* TUGAS:
1 > Ringkaslah teks tentang orang Palestina di Yordania dalam dua kalimat.
2 > Teruskan teks tentang orang Palestina di Yordania, mulai setelah kalimat terakhir yang ditampilkan.

Di Yordania kita dapati orang-orang Palestina secara resmi telah mendapatkan kewarganegaraan Yordania dan hak-hak kewarganegaraan. Mulai dari tinggal, bekerja, membeli tanah, mendirikan bangunan, ikut pemilu dan menjadi calon di parlemen serta ikut serta dalam pemerintahan. Itu paska penyatuan wilayah Tepi Barat dan Tepi Timur sungai Yordan dalam satu negara tahun 1950, di bawah pemerintahan Raja Abdullah bin Husain. Sejumlah orang Palestina telah menerima jabatan perdana menteri semisal Samir al Rifai, Sulaiman al Nablusi dan Thaher al Misri. Hanya saja hubungan antara system pemerintah dengan orang-orang Palestina atau orang yang mewakilinya mengalami penikungan dan pembelokan utamanya adalah masalah perwakilan resmi bagi orang-orang Palestina khususnya sejak pendirian Organisasi Pembebasan Palestina (PLO) tahun 1964, yang secara resmi telah menjadi wakil legal satu-satunya bagi rakyat dan bangsa Palestina sesuai dengan keputusan Liga Arab di Ribath tahun 1974, hal yang mengakibatkan terjadinya keterwakilan ganda (dualisme perwakilan). Kejadian yang sangat menyakitkan adalah pendudukan penjajah Zionis Israel atas wilayah Tepi Barat sungai Yordan pada Juni 1967 dan kerugian Yordania dari sisi dominasi dan kekuasaan secara praktis atas wilayah tersebut. Yordania masih tetap menganggap wilayah Tepi Barat sebagai bagian dari wilayahnya secara geografis hingga Raja Malik bin Thilal, pada musim panas tahun 1988, mengeluarkan keputusan memutus hubungan dengan Tepi Barat, untuk diserahkan kepada PLO untuk mewakilinya, yang secara praktis masih berada dalam pendudukan penjajah Zionis Israel. Peristiwa September 1970 telah mendewasakan antara pemerintah Yordania dengan faksi-faksi di PLO. Di mana perang besar yang meletus antara kedua belah pihak telah menyebabkan pasukan Yordania melakukan pemberangusan terhadap gerakan-gerakan perlawanan Palestina dan pengaruhnya di Yordania. Hal itu berbalik menjadi negatif dengan satu bentuk atau dengan yang lainnya lewat interaksi yang dilakukan pemerintah terhadap orang-orang Palestina secara umum. Di mana pengaruh mereka mulai menurun terhadap instansi-instansi pemerintah dan negara, meskipun hak-hak mereka secara hukum masih tetap ada dari sisi legalitas resmi.

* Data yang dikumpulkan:
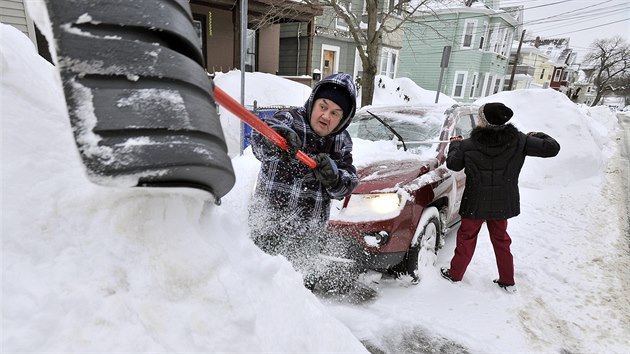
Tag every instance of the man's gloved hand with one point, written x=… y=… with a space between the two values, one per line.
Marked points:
x=326 y=170
x=293 y=142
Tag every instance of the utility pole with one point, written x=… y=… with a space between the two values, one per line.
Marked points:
x=243 y=53
x=518 y=52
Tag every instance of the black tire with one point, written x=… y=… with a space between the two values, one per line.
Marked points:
x=426 y=249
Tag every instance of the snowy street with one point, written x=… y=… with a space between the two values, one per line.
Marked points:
x=92 y=268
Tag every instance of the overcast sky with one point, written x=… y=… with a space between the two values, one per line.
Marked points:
x=583 y=21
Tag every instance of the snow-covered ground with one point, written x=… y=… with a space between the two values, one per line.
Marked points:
x=87 y=268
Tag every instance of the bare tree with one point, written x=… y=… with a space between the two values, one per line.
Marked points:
x=366 y=28
x=380 y=18
x=611 y=60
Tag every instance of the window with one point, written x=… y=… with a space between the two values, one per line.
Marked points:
x=497 y=85
x=459 y=83
x=464 y=126
x=469 y=33
x=484 y=35
x=389 y=61
x=340 y=24
x=492 y=37
x=488 y=85
x=498 y=42
x=473 y=85
x=507 y=42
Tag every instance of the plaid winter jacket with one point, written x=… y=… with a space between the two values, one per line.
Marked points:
x=288 y=199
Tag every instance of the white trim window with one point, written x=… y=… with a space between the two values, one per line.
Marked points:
x=498 y=83
x=389 y=62
x=492 y=37
x=507 y=41
x=498 y=41
x=329 y=68
x=459 y=83
x=487 y=85
x=468 y=36
x=340 y=23
x=474 y=84
x=484 y=35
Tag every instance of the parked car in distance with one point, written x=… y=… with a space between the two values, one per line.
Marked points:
x=405 y=202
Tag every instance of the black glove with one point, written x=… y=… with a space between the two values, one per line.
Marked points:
x=326 y=170
x=293 y=142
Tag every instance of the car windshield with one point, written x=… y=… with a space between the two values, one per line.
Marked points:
x=419 y=128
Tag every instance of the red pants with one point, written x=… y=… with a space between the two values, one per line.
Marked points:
x=467 y=241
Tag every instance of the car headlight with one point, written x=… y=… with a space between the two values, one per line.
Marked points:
x=371 y=207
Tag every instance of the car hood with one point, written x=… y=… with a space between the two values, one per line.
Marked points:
x=389 y=175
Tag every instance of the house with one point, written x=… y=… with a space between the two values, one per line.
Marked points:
x=218 y=26
x=333 y=47
x=480 y=40
x=561 y=60
x=532 y=68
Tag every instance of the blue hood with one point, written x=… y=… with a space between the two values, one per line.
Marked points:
x=343 y=80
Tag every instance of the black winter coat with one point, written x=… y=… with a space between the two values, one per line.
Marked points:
x=492 y=158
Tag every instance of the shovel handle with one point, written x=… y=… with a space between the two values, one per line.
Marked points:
x=256 y=123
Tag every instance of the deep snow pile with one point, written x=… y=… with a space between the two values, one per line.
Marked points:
x=87 y=268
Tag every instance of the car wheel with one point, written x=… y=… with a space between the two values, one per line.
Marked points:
x=424 y=252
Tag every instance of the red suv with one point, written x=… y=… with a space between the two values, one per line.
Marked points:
x=404 y=204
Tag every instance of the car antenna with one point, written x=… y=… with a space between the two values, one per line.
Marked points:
x=390 y=129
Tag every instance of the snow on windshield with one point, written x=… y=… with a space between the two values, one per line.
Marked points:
x=419 y=127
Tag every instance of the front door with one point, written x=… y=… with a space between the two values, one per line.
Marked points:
x=328 y=66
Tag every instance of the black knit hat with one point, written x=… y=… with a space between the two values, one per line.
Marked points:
x=337 y=94
x=496 y=113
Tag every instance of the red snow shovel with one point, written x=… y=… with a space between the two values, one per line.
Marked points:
x=248 y=117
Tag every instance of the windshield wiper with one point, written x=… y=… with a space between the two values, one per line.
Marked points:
x=390 y=129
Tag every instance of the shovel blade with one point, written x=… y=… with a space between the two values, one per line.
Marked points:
x=140 y=102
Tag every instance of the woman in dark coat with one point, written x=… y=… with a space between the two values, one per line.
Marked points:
x=492 y=159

* JAWABAN TIAP TUGAS:
1 > Sejak Tepi Barat dan Tepi Timur sungai Yordan disatukan dalam satu negara pada 1950, orang Palestina di Yordania resmi memperoleh kewarganegaraan dan hak-hak warga negara, dan beberapa di antaranya menjabat perdana menteri. Hubungan mereka dengan pemerintah kemudian berbelok, terutama karena dualisme perwakilan sejak PLO berdiri pada 1964, dan setelah perang September 1970 pengaruh mereka di instansi pemerintah menurun, meskipun hak-hak hukum mereka tetap ada.

2 >
Sebagian analis berbicara bahwa perbaikan secara positif mulai nampak belakangan salah satu pilarnya adalah pembentukan pemerintah Abu Raghib pada Juni 2000, turut di dalamnya 10 menteri asal Palestina atau bisa dibilang 1/3 anggota cabinet (orang Palestina). Tidak ada data detail di Yordania tentang orang-orang Palestina yang memegang kewarganegaraan Yordania, hanya saja taksiran yang ada menyebutkan sekitar 60% dari jumlah seluruh warga Yordania, data ini didukung oleh sumber-sumber Eropa dan Amerika. Hanya saja pembagian wilayah pemilihan tidak mengizinkan kepada mereka pembentukan mayoritas mutlak di parlemen. Pada pemilu tahun 1997, wakil Palestina di parlemen 13 orang dari jumlah total anggota parlemen 80 orang atau sekitar 16,25%. Sumber-sumber Eropa dan Amerika telah mengkritik masalah ini dan menyerukan pemilihan ulang yang mencerminkan, secara lebih baik lagi, hakikat komposisi penduduk. Namun kita tidak mungkin menyerah dengan etikad baik sumber-sumber ini, karena yang mereka inginkan hal itu menjadi bagian dari rencana pemukiman (penempatan) dan tanah air alternative bagi pengungsi Palestina di Yordania. Padahal kita pada waktu yang sama meyakini bahwa orang-orang Palestina dan Yordania adalah satu bangsa satu tubuh, bahwa realisasi keadilan untuk semua pihak adalah hak alami, bukan berarti melepaskan hak-hak yang lain (untuk kembali ke Palestina).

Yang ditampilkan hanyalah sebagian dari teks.